- _INSTRUCTIONS TO FOLLOW_: Pick up the methods text on S. canicula genotyping and parentage analysis after its last sentence and write what comes next.

Sampling and DNA extraction

We used two groups of S. canicula adult individuals and their progeny kept in aquaria under controlled conditions. The groups differed in source population and number of putative parents and offspring as follows: (1) group 1 included a single mother captured in the wild off Lisbon, Portugal (western Iberian waters), and her 21 offspring, and was held at the Laboratório Marítimo da Guia — University of Lisbon (the number of fathers was unknown); (2) group 2 included seven randomly mating adult individuals (3 fathers and 4 mothers) and their 47 offspring and was held at the Ozeaneum, Stralsund, Germany. Fin clips were taken from each individual and stored in 98% ethanol at − 20 °C, until DNA extraction and processing. Genomic DNA (gDNA) was extracted using the Molecular Biology EZ-10 Spin Column genomic DNA minipreps Kit (Bio Basic Inc.) for group 1 samples, whereas group 2 samples were provided as gDNA extractions performed with the Isolate II Blood and Tissue kit (Bioline).

Microsatellite genotyping and family reconstruction

To ascertain the parent–offspring relationships and reconstruct the respective families, all individuals from the two groups of parent–offspring samples were genotyped at 11 microsatellite loci as described by Griffiths et al. (2011). The microsatellite loci were amplified through a single multiplex polymerase chain reaction in a final volume of 10 μl, including: 1 μl of primer mix (Table S1), 1 μl gDNA, 3 μl of autoclaved distilled water and 5 μl of Multiplex Master mix Qiagen (containing the HotStarTaq DNA Polymerase and the multiplex PCR buffer; Qiagen NV, Venlo). The thermocycling conditions consisted of an initial denaturation step at 95 °C for 15 min, followed by 35 cycles of denaturation at 94 °C for 30 s, annealing at 60 °C for 90 s and elongation at 72 °C for 45 s and a final extension step at 72 °C for 30 s.

Family reconstruction and parentage analyses were performed for group 2 individuals using Cervus (3.0 version by Field Genetics Ltd) which calculates allele frequencies for a given set of microsatellite loci directly from the genotyped individuals and subsequently simulates genotypes and calculates their likelihood ratios (using the likelihood equations of Kalinowski et al. 2007). The likelihood ratios are usually expressed as LOD scores (natural log of the likelihood ratios). Analyses were performed to assess maternity, paternity and parent-pair relationships for all the offspring and to infer the number of offspring for each parent independently and for each parental pair. All the relationships that were consistent across independent analyses and with a positive LOD score were considered as valid.

- _DATA_:

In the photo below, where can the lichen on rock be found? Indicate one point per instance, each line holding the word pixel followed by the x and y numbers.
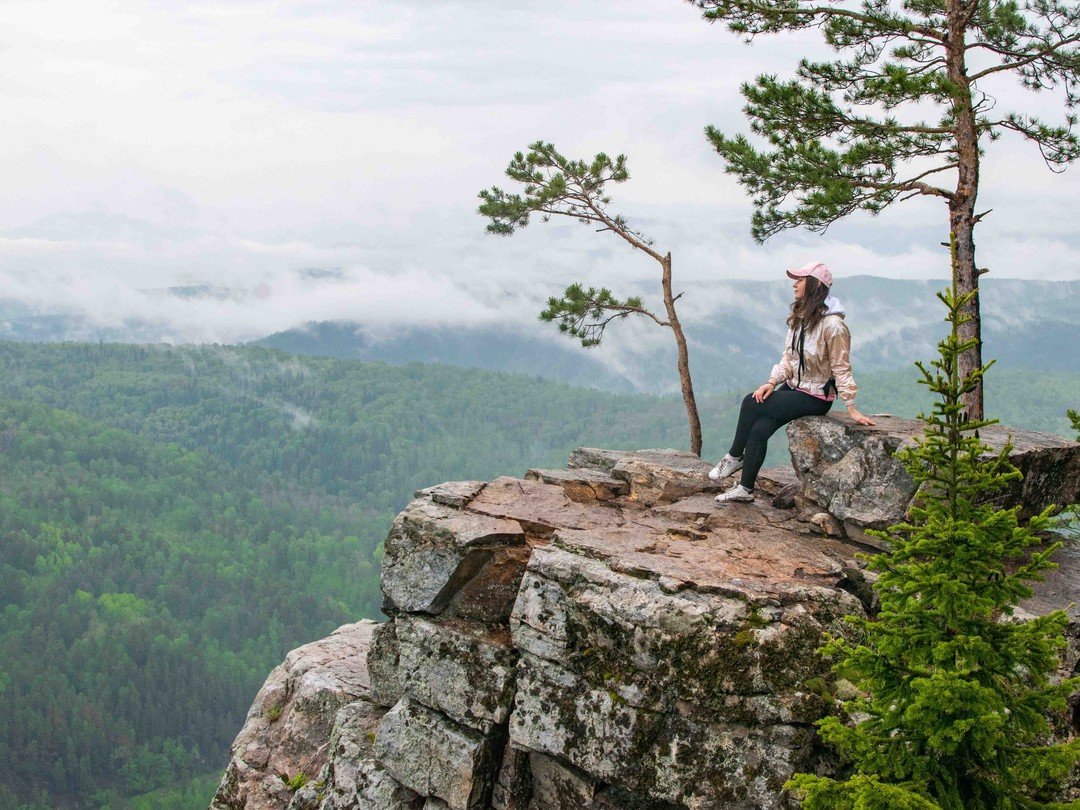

- _ANSWER TO THIS PROBLEM_:
MHC IIβ amplification, library preparation and Illumina sequencing

Genotyping of the MHC IIβ genes was performed for all reconstructed families of S. canicula (as described above) using the two-step PCR amplification, library preparation and sequencing protocols described in Gaigher et al. (2023). Briefly, amplification of the exon 2 (β1 domain) of MHC IIβ loci was performed using two primer pairs: NF2-NR2 was used to co-amplify alleles from lineages A and B, and DF2-DR2 was used to amplify lineage C alleles (Table S2). The resulting amplicons were cleaned with AMPure XP Beads (0.97x) (Beckman Coulter™ Agencourt) prior to the second PCR step, which adds unique barcodes (MK indexes, Meyer and Kircher 2010; Kircher et al. 2012) and Illumina adapters to each cleaned amplicon. The indexed PCR amplicons were cleaned again using AMPure XP Beads (0.8 ×) and checked for quality on 2% agarose gel electrophoresis and for quantity using the BioTek Epoch microplate spectrophotometer (Agilent Technologies, Inc.). Samples were pooled equimolar into primer pair-specific libraries (i.e. NF2-NR2 and DF2-DR2 libraries) and normalized to 20 nM. The libraries were tested for quality, concentration, size and integrity using the 2200 TapeStation System (Agilent Technologies Inc., Santa Clara, USA) and validated using the KAPA Library Quantification Kit (KAPA Biosystem, Inc., Wilmington, USA) for Illumina sequencing platforms, following the manufacturer’s protocol. The two libraries were combined using a 2:1 ratio for NF2-NR2:DF2-DR2, in order to have proportional read coverage between lineages A and B (NF2-NR2) and lineage C (DF2-DR2) alleles. The final library was sequenced with a MiSeq Reagent Kit v2 250PE at the Centre for Molecular Analysis in CIBIO-InBIO (Vairão, Porto, Portugal), using 20% PhiX. Reliability of the sequencing was evaluated by including 20 sample replicates, in addition to PCR blanks.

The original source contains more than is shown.